◆ DOCUMENT PASSAGE ◆
[Start of Attachment]

|NMU||NINTH CIRCUIT||Privacy||Mar 29, 2001|
Hit list kept by anti-abortionists deemed protected speech
- A federal appeals panel found the online listing of doctors who perform abortions did not present a threat of violence and reversed a $107 million jury award.
The publication of names and addresses of doctors who perform abortions was speech protected by the First Amendment, a three-judge panel of the U.S. Court of Appeals in Portland, Ore. (9th Cir.) ruled on March 28.
The court overturned a lower court’s $107 million jury verdict against the owners of a Web site that provided a list of doctors who perform abortions because it did not directly threaten violence. The list included the crossed-out names of doctors murdered by anti-abortion activists and names in gray of injured doctors.
Some of the doctors on the list sued in federal district court in Portland, Ore., charging the American Coalition of Life Activists and anti-abortion activist Neal Horsely with violating the federal racketeering act and the Freedom of Access to Clinic Entrances Act of 1994.

[End of Attachment]

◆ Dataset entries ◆
[Start of Attachment]

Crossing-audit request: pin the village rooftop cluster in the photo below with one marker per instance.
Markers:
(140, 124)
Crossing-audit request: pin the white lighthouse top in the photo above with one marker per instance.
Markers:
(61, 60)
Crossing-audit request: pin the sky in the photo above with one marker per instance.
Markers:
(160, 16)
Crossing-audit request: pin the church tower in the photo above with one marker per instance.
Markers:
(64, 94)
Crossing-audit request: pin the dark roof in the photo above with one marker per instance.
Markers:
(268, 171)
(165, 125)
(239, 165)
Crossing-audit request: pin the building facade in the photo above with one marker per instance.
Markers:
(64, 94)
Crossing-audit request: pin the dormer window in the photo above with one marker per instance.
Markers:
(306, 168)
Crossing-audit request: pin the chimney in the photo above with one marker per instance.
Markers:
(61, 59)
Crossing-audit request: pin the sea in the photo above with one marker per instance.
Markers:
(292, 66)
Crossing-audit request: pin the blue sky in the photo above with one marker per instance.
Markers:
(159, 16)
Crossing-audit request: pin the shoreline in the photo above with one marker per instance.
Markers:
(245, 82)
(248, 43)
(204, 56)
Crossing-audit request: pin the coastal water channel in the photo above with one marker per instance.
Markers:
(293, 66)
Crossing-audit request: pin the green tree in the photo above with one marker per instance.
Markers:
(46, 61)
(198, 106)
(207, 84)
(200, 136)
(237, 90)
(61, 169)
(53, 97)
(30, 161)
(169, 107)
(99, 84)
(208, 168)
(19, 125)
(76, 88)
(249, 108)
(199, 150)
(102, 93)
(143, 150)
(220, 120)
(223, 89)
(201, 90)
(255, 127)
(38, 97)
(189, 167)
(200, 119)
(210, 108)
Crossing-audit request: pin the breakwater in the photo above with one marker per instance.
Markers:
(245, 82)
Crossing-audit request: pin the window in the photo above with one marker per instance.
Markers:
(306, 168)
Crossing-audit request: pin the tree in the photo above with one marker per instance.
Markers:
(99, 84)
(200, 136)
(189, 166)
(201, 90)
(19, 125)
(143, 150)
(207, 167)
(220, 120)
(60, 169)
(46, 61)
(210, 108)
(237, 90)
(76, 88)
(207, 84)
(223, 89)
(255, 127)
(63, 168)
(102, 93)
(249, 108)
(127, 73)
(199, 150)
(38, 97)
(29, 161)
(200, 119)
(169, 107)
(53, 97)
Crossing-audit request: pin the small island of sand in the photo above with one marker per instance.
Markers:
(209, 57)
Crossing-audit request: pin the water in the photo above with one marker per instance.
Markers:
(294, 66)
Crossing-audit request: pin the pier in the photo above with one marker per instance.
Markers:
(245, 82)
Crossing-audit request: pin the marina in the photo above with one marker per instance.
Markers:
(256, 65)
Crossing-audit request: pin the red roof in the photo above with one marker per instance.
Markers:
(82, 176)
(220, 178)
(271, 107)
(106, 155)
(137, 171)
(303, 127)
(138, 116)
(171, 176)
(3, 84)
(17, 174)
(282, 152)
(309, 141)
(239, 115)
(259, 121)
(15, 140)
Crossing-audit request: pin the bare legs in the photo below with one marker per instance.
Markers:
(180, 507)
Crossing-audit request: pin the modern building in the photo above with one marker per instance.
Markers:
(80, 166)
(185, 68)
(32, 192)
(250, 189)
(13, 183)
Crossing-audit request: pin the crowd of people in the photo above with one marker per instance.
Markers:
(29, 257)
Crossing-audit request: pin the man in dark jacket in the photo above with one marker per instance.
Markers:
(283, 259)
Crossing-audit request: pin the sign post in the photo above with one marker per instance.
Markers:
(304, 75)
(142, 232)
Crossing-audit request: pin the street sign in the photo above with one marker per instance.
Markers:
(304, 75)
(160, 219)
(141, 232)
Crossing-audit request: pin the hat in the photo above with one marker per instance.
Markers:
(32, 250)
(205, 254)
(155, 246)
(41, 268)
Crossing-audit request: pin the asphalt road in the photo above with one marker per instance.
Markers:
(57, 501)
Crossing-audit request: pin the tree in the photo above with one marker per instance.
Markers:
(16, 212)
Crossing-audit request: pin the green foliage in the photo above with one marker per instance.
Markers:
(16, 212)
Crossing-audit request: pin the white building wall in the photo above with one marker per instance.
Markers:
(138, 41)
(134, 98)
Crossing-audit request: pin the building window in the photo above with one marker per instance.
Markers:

[End of Attachment]

◆ EXERCISE REQUIREMENTS ◆
a: List every law or constitutional provision named in the article about the abortion doctor list ruling.
b: Repeat the part of the article about the abortion doctor list ruling between "The court overturned" and "Act of 1994.", inclusive.

◆ SOLUTIONS TO THE TASKS ◆
a:
- First Amendment
- federal racketeering act
- Freedom of Access to Clinic Entrances Act of 1994

b:
The court overturned a lower court’s $107 million jury verdict against the owners of a Web site that provided a list of doctors who perform abortions because it did not directly threaten violence. The list included the crossed-out names of doctors murdered by anti-abortion activists and names in gray of injured doctors.
Some of the doctors on the list sued in federal district court in Portland, Ore., charging the American Coalition of Life Activists and anti-abortion activist Neal Horsely with violating the federal racketeering act and the Freedom of Access to Clinic Entrances Act of 1994.